→ **Exercise aim**:
If a line in the data contains "image", copy it out.

→ **Recorded data**:
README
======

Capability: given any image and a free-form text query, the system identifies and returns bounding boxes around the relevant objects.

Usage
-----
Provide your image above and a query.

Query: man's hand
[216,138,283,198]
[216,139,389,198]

→ **Task result**:
Capability: given any image and a free-form text query, the system identifies and returns bounding boxes around the relevant objects.
Provide your image above and a query.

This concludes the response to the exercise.